## STATED EXERCISE A
Switch "lemon wedge" to "lime wedge" in the point labeling entries below and write those entries out again, leaving everything else the same.

## SELECTED EXTRACT
^^^^

From: Charles Wilson
Subject: Re: [4/11] Native MSVC support (file-magic-glob)
Date: Thu, 12 Jul 2007 03:32:18 -0400
User-agent: Thunderbird 1.5.0.12 (Windows/20070509)

Peter Rosin wrote:
        * libltdl/m4/libtool.m4 (_LT_CHECK_MAGIC_METHOD),
        libltdl/config/ltmain.m4sh (func_mode_link): On Windows,
        find potential libs regardless of file name case.

Hmm. Well, this one might pose some problems. On cygwin, there exists something called "managed mounts" where cygwin transmogrifies all filenames (using RFC2396 encoding -- see http://www.rfc-editor.org/rfc/rfc2396.txt section 2.4) to work around the limitations of Windows' filesystems.

In particular, it allows you to have distinct files in the same directory whose names differ only in case. e.g.

FOO.a ==> %46%4F%4F.a
Foo.a ==> %46oo.a
foo.a ==> foo.a

(If you look at the directory using a non-cygwin app, the files are actually names as they appear in the right hand column above)

If managed mounts are in use, and some idiot actually has libraries like this [*], what does -lfoo mean? With this patch, it seems a bit -- well, not really random, but non-intuitive and unpredictable to the casual user. Whichever of FOO.a, Foo.a, or foo.a is returned first by the shell glob -- which may differ depending on $SHELL and the underlying glob implementation[**] -- is the one you get.

OTOH, this may be a case of "Doctor, it hurts when I do this", "OK, don't do that then": don't be stupid when naming distinct libraries. If you insist on being stupid, we can't help you.

In fact, I rather lean toward this approach -- and to accepting Peter's patch in principle. There is such a thing as being TOO defensive when programming.

^^^^

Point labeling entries
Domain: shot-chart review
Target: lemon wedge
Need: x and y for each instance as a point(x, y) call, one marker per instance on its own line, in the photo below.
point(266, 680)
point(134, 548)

^^^^

## STATED EXERCISE B
From the email reply about file name case on Windows, copy everything from "(If you look" down to "can't help you." word for word.

## WRITTEN SOLUTION A
Domain: shot-chart review
Target: lime wedge
Need: x and y for each instance as a point(x, y) call, one marker per instance on its own line, in the photo below.
point(266, 680)
point(134, 548)

## WRITTEN SOLUTION B
(If you look at the directory using a non-cygwin app, the files are actually names as they appear in the right hand column above)

If managed mounts are in use, and some idiot actually has libraries like this [*], what does -lfoo mean? With this patch, it seems a bit -- well, not really random, but non-intuitive and unpredictable to the casual user. Whichever of FOO.a, Foo.a, or foo.a is returned first by the shell glob -- which may differ depending on $SHELL and the underlying glob implementation[**] -- is the one you get.

OTOH, this may be a case of "Doctor, it hurts when I do this", "OK, don't do that then": don't be stupid when naming distinct libraries. If you insist on being stupid, we can't help you.